→ Exercise directions:
Please list every city named in the journalism passage below.

At no time in recent history have journalists and journalism been as much of a threatened species as they are today. This is true irrespective of whether they work for a daily newspaper or a magazine, a news radio station or a news TV channel, or even a news website -- in New York, London, Paris, Mumbai or Delhi.

Among private equity and venture capital investors, news businesses are nowadays referred to as "vanity businesses" -- something that men who have made their money in some other business buy for social prestige or to have the ears of powerful politicians.

But all this must sadden those of us who look to the media to be that institution of society that "the people" depend on to safeguard their interests against the transgressions of society's powerful actors such as politicians, bureaucrats and businesspersons or even sports stars.

This must also sadden young entrants into journalism, who are drawn to the idealism that the young protagonist of Orson Welles’s classic film Citizen Kane portrayed: to pursue a news story doggedly till the truth is finally revealed.

But today's questions are: what are these truths, and to whose benefit will the revelation of these truths be?

→ Record excerpts:

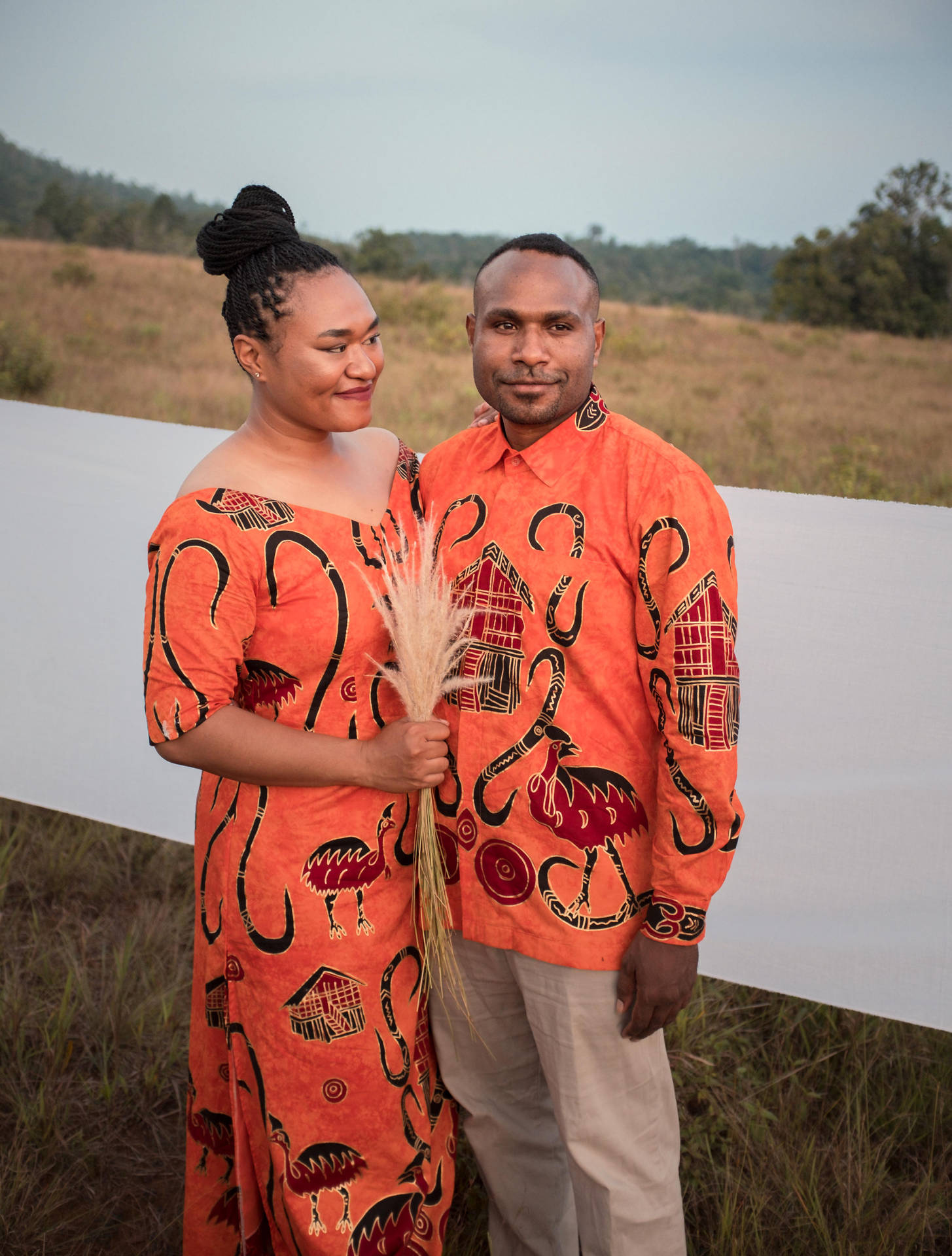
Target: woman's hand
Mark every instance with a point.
(406, 756)
(243, 746)
(484, 415)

→ Exercise response:
New York, London, Paris, Mumbai, Delhi